## YOUR INSTRUCTIONS
Check every line of the material below for "column". Give the number of lines that have it, and only that.

## SUPPLIED RECORDS

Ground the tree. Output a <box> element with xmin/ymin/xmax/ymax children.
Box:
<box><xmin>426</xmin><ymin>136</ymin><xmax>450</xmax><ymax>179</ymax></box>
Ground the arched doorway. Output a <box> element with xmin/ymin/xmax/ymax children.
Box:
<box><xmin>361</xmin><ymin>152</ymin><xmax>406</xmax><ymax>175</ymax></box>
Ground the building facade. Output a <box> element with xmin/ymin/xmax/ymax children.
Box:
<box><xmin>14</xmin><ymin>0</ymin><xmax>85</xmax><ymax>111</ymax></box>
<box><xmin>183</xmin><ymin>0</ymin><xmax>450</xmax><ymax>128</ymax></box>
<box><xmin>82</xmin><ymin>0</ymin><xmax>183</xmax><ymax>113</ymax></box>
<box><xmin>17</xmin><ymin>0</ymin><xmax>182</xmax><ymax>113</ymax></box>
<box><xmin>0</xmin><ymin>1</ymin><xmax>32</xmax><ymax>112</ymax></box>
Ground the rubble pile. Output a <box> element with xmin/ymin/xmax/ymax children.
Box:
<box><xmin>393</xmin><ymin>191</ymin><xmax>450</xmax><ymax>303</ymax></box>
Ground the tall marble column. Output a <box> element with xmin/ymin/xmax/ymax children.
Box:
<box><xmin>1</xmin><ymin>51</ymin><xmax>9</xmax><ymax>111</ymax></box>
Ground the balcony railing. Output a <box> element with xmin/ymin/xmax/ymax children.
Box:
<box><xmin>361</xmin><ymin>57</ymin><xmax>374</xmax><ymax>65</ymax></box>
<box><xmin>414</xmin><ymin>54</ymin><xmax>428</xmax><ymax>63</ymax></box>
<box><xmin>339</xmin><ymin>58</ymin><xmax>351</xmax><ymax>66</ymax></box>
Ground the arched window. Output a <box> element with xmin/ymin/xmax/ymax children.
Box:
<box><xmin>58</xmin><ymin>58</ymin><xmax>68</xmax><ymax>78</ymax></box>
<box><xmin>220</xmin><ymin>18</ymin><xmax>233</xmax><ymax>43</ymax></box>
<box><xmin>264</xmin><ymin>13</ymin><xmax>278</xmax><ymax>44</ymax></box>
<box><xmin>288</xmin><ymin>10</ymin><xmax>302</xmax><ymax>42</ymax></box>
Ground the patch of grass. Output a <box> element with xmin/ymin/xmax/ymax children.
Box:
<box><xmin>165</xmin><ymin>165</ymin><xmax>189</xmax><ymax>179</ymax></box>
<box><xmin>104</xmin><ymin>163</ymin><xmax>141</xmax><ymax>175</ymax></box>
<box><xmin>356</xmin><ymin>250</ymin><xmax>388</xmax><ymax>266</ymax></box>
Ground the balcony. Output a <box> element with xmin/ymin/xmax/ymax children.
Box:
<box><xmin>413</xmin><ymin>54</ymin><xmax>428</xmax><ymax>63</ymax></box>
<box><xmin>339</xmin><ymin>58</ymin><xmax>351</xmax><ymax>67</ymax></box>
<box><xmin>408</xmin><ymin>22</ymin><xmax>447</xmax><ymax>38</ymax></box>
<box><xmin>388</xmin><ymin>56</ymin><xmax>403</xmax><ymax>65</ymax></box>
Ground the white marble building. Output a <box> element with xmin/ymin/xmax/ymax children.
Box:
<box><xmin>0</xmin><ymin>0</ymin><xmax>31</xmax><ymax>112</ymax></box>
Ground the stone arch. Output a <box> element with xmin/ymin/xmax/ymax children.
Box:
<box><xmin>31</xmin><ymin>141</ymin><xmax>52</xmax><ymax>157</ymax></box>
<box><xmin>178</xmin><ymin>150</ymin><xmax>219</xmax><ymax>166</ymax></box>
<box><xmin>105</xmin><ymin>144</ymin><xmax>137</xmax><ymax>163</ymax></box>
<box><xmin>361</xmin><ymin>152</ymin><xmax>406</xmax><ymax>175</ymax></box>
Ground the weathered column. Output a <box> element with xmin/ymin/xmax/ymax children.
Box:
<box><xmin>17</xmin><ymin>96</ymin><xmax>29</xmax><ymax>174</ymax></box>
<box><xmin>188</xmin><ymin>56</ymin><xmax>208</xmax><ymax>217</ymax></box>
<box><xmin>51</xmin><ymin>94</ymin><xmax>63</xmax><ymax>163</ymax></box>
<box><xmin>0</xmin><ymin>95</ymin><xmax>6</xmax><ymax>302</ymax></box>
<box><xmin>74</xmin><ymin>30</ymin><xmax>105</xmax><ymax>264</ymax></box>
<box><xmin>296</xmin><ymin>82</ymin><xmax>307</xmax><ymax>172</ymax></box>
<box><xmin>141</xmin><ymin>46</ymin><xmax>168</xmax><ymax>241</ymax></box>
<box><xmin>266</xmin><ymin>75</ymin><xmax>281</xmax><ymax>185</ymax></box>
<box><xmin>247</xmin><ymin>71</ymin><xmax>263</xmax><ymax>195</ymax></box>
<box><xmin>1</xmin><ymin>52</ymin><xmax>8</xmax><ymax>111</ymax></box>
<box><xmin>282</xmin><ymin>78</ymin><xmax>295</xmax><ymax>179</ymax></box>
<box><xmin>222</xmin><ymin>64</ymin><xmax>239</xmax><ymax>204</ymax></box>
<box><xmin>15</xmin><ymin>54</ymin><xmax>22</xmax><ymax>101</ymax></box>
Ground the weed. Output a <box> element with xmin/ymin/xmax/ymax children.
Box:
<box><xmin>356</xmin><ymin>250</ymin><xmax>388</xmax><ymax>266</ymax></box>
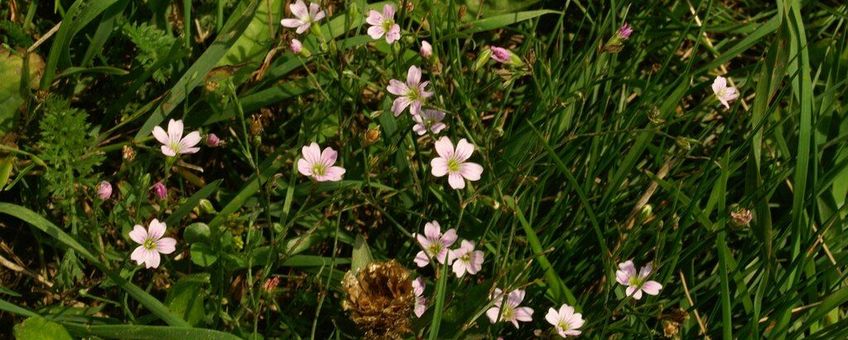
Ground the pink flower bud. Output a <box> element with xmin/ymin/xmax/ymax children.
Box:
<box><xmin>420</xmin><ymin>40</ymin><xmax>432</xmax><ymax>59</ymax></box>
<box><xmin>206</xmin><ymin>133</ymin><xmax>221</xmax><ymax>147</ymax></box>
<box><xmin>618</xmin><ymin>23</ymin><xmax>633</xmax><ymax>40</ymax></box>
<box><xmin>291</xmin><ymin>39</ymin><xmax>303</xmax><ymax>54</ymax></box>
<box><xmin>96</xmin><ymin>181</ymin><xmax>112</xmax><ymax>200</ymax></box>
<box><xmin>490</xmin><ymin>46</ymin><xmax>511</xmax><ymax>64</ymax></box>
<box><xmin>151</xmin><ymin>181</ymin><xmax>167</xmax><ymax>200</ymax></box>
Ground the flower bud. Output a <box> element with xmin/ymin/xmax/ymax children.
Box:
<box><xmin>206</xmin><ymin>133</ymin><xmax>222</xmax><ymax>147</ymax></box>
<box><xmin>489</xmin><ymin>46</ymin><xmax>524</xmax><ymax>66</ymax></box>
<box><xmin>199</xmin><ymin>198</ymin><xmax>216</xmax><ymax>214</ymax></box>
<box><xmin>96</xmin><ymin>181</ymin><xmax>112</xmax><ymax>200</ymax></box>
<box><xmin>730</xmin><ymin>208</ymin><xmax>753</xmax><ymax>227</ymax></box>
<box><xmin>617</xmin><ymin>23</ymin><xmax>633</xmax><ymax>40</ymax></box>
<box><xmin>420</xmin><ymin>40</ymin><xmax>432</xmax><ymax>59</ymax></box>
<box><xmin>151</xmin><ymin>181</ymin><xmax>167</xmax><ymax>200</ymax></box>
<box><xmin>473</xmin><ymin>48</ymin><xmax>492</xmax><ymax>71</ymax></box>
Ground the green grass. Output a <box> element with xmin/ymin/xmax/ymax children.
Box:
<box><xmin>1</xmin><ymin>0</ymin><xmax>847</xmax><ymax>338</ymax></box>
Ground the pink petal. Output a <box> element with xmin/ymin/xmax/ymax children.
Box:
<box><xmin>469</xmin><ymin>251</ymin><xmax>484</xmax><ymax>273</ymax></box>
<box><xmin>167</xmin><ymin>119</ymin><xmax>183</xmax><ymax>142</ymax></box>
<box><xmin>386</xmin><ymin>79</ymin><xmax>408</xmax><ymax>95</ymax></box>
<box><xmin>391</xmin><ymin>97</ymin><xmax>412</xmax><ymax>116</ymax></box>
<box><xmin>152</xmin><ymin>126</ymin><xmax>170</xmax><ymax>145</ymax></box>
<box><xmin>430</xmin><ymin>122</ymin><xmax>446</xmax><ymax>134</ymax></box>
<box><xmin>712</xmin><ymin>76</ymin><xmax>727</xmax><ymax>93</ymax></box>
<box><xmin>616</xmin><ymin>268</ymin><xmax>631</xmax><ymax>285</ymax></box>
<box><xmin>412</xmin><ymin>123</ymin><xmax>427</xmax><ymax>135</ymax></box>
<box><xmin>147</xmin><ymin>219</ymin><xmax>166</xmax><ymax>240</ymax></box>
<box><xmin>545</xmin><ymin>307</ymin><xmax>560</xmax><ymax>326</ymax></box>
<box><xmin>570</xmin><ymin>313</ymin><xmax>585</xmax><ymax>329</ymax></box>
<box><xmin>320</xmin><ymin>146</ymin><xmax>338</xmax><ymax>166</ymax></box>
<box><xmin>454</xmin><ymin>138</ymin><xmax>474</xmax><ymax>162</ymax></box>
<box><xmin>160</xmin><ymin>145</ymin><xmax>177</xmax><ymax>157</ymax></box>
<box><xmin>452</xmin><ymin>260</ymin><xmax>467</xmax><ymax>278</ymax></box>
<box><xmin>407</xmin><ymin>66</ymin><xmax>422</xmax><ymax>86</ymax></box>
<box><xmin>295</xmin><ymin>23</ymin><xmax>310</xmax><ymax>34</ymax></box>
<box><xmin>639</xmin><ymin>263</ymin><xmax>653</xmax><ymax>278</ymax></box>
<box><xmin>441</xmin><ymin>228</ymin><xmax>458</xmax><ymax>246</ymax></box>
<box><xmin>308</xmin><ymin>3</ymin><xmax>321</xmax><ymax>18</ymax></box>
<box><xmin>460</xmin><ymin>162</ymin><xmax>483</xmax><ymax>181</ymax></box>
<box><xmin>281</xmin><ymin>18</ymin><xmax>303</xmax><ymax>28</ymax></box>
<box><xmin>559</xmin><ymin>305</ymin><xmax>574</xmax><ymax>319</ymax></box>
<box><xmin>409</xmin><ymin>100</ymin><xmax>423</xmax><ymax>116</ymax></box>
<box><xmin>322</xmin><ymin>166</ymin><xmax>345</xmax><ymax>181</ymax></box>
<box><xmin>434</xmin><ymin>137</ymin><xmax>454</xmax><ymax>159</ymax></box>
<box><xmin>565</xmin><ymin>329</ymin><xmax>582</xmax><ymax>336</ymax></box>
<box><xmin>448</xmin><ymin>173</ymin><xmax>465</xmax><ymax>189</ymax></box>
<box><xmin>145</xmin><ymin>250</ymin><xmax>161</xmax><ymax>269</ymax></box>
<box><xmin>302</xmin><ymin>143</ymin><xmax>322</xmax><ymax>164</ymax></box>
<box><xmin>385</xmin><ymin>25</ymin><xmax>401</xmax><ymax>44</ymax></box>
<box><xmin>129</xmin><ymin>225</ymin><xmax>148</xmax><ymax>244</ymax></box>
<box><xmin>514</xmin><ymin>306</ymin><xmax>534</xmax><ymax>322</ymax></box>
<box><xmin>619</xmin><ymin>260</ymin><xmax>637</xmax><ymax>277</ymax></box>
<box><xmin>382</xmin><ymin>4</ymin><xmax>395</xmax><ymax>19</ymax></box>
<box><xmin>313</xmin><ymin>10</ymin><xmax>325</xmax><ymax>22</ymax></box>
<box><xmin>486</xmin><ymin>307</ymin><xmax>501</xmax><ymax>324</ymax></box>
<box><xmin>297</xmin><ymin>158</ymin><xmax>313</xmax><ymax>177</ymax></box>
<box><xmin>290</xmin><ymin>0</ymin><xmax>308</xmax><ymax>18</ymax></box>
<box><xmin>434</xmin><ymin>248</ymin><xmax>450</xmax><ymax>264</ymax></box>
<box><xmin>181</xmin><ymin>147</ymin><xmax>200</xmax><ymax>154</ymax></box>
<box><xmin>423</xmin><ymin>221</ymin><xmax>440</xmax><ymax>240</ymax></box>
<box><xmin>642</xmin><ymin>280</ymin><xmax>662</xmax><ymax>295</ymax></box>
<box><xmin>508</xmin><ymin>290</ymin><xmax>525</xmax><ymax>306</ymax></box>
<box><xmin>430</xmin><ymin>157</ymin><xmax>448</xmax><ymax>177</ymax></box>
<box><xmin>365</xmin><ymin>10</ymin><xmax>383</xmax><ymax>26</ymax></box>
<box><xmin>416</xmin><ymin>233</ymin><xmax>431</xmax><ymax>249</ymax></box>
<box><xmin>157</xmin><ymin>237</ymin><xmax>177</xmax><ymax>254</ymax></box>
<box><xmin>367</xmin><ymin>25</ymin><xmax>384</xmax><ymax>40</ymax></box>
<box><xmin>131</xmin><ymin>246</ymin><xmax>147</xmax><ymax>265</ymax></box>
<box><xmin>414</xmin><ymin>300</ymin><xmax>426</xmax><ymax>317</ymax></box>
<box><xmin>180</xmin><ymin>131</ymin><xmax>201</xmax><ymax>150</ymax></box>
<box><xmin>412</xmin><ymin>277</ymin><xmax>425</xmax><ymax>296</ymax></box>
<box><xmin>414</xmin><ymin>250</ymin><xmax>430</xmax><ymax>267</ymax></box>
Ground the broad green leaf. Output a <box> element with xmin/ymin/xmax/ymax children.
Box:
<box><xmin>190</xmin><ymin>243</ymin><xmax>219</xmax><ymax>267</ymax></box>
<box><xmin>166</xmin><ymin>274</ymin><xmax>210</xmax><ymax>326</ymax></box>
<box><xmin>350</xmin><ymin>234</ymin><xmax>373</xmax><ymax>273</ymax></box>
<box><xmin>13</xmin><ymin>316</ymin><xmax>72</xmax><ymax>340</ymax></box>
<box><xmin>462</xmin><ymin>10</ymin><xmax>559</xmax><ymax>34</ymax></box>
<box><xmin>0</xmin><ymin>48</ymin><xmax>43</xmax><ymax>133</ymax></box>
<box><xmin>219</xmin><ymin>0</ymin><xmax>283</xmax><ymax>66</ymax></box>
<box><xmin>184</xmin><ymin>222</ymin><xmax>211</xmax><ymax>244</ymax></box>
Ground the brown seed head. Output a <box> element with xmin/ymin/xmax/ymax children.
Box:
<box><xmin>342</xmin><ymin>260</ymin><xmax>414</xmax><ymax>339</ymax></box>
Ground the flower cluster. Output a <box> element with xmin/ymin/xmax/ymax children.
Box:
<box><xmin>412</xmin><ymin>221</ymin><xmax>484</xmax><ymax>278</ymax></box>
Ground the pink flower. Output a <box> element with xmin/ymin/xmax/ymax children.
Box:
<box><xmin>486</xmin><ymin>288</ymin><xmax>534</xmax><ymax>328</ymax></box>
<box><xmin>290</xmin><ymin>38</ymin><xmax>303</xmax><ymax>54</ymax></box>
<box><xmin>712</xmin><ymin>76</ymin><xmax>739</xmax><ymax>109</ymax></box>
<box><xmin>151</xmin><ymin>181</ymin><xmax>167</xmax><ymax>200</ymax></box>
<box><xmin>413</xmin><ymin>220</ymin><xmax>457</xmax><ymax>267</ymax></box>
<box><xmin>386</xmin><ymin>65</ymin><xmax>433</xmax><ymax>116</ymax></box>
<box><xmin>430</xmin><ymin>137</ymin><xmax>483</xmax><ymax>189</ymax></box>
<box><xmin>615</xmin><ymin>260</ymin><xmax>663</xmax><ymax>300</ymax></box>
<box><xmin>96</xmin><ymin>181</ymin><xmax>112</xmax><ymax>200</ymax></box>
<box><xmin>412</xmin><ymin>277</ymin><xmax>427</xmax><ymax>317</ymax></box>
<box><xmin>297</xmin><ymin>142</ymin><xmax>345</xmax><ymax>182</ymax></box>
<box><xmin>129</xmin><ymin>219</ymin><xmax>177</xmax><ymax>269</ymax></box>
<box><xmin>366</xmin><ymin>4</ymin><xmax>401</xmax><ymax>44</ymax></box>
<box><xmin>152</xmin><ymin>119</ymin><xmax>201</xmax><ymax>157</ymax></box>
<box><xmin>617</xmin><ymin>23</ymin><xmax>633</xmax><ymax>40</ymax></box>
<box><xmin>448</xmin><ymin>240</ymin><xmax>484</xmax><ymax>278</ymax></box>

## ANSWER AREA
2